#### [Text provided]
++++

Figure S3 illustrates how input assumptions for generation and energy storage costs are similar across models, largely due to the widespread use of NREL's ATB for cost assumptions. Figure S4 suggests that assumptions about natural gas prices vary more across models. Although several models use EIA's AEO for fuel price assumptions, modeling teams use different near-term adjustments to account for recent observed price increases and alternate AEO scenarios for changes over time.

2.5. Caveats

Cross-model differences reflect several sources of uncertainty:

  • Some IRA provisions await governmental guidance and rulemakings regarding interpretation and implementation as of the time this analysis was conducted (e.g. 45V credits for hydrogen).
  • Technology and fuel costs depend on external uncertainties (e.g. other policies, inflationary drivers, technology trends, domestic and international economies).

++++

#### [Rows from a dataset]

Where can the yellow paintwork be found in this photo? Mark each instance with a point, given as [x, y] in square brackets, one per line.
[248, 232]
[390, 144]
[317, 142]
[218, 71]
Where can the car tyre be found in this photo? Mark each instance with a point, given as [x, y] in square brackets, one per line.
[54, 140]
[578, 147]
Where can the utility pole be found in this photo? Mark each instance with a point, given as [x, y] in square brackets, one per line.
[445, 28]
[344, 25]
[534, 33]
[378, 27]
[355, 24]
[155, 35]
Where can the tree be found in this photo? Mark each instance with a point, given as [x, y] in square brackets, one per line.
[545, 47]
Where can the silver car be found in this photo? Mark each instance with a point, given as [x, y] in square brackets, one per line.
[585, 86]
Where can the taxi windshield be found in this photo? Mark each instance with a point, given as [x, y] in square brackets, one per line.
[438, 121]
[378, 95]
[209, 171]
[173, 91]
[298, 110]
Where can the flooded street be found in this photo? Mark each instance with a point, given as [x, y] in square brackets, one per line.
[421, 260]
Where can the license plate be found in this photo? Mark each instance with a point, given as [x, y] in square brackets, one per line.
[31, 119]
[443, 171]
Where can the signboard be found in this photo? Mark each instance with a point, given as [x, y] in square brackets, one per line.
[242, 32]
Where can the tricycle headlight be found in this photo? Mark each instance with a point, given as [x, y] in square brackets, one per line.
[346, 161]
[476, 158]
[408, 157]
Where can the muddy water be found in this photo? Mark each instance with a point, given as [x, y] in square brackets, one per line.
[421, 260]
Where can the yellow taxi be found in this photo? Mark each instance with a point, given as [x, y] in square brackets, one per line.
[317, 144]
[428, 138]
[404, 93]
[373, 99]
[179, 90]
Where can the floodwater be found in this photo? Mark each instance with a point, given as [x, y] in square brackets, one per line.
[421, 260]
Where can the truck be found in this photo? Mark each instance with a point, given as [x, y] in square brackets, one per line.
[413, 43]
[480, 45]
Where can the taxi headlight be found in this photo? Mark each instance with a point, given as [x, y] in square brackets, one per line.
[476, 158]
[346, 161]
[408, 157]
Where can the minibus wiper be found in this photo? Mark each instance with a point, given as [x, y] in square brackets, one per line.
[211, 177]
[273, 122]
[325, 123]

++++

According to the text on model cost assumptions, why are generation and energy storage cost assumptions similar across models?

They are similar largely because of the widespread use of NREL's ATB for cost assumptions.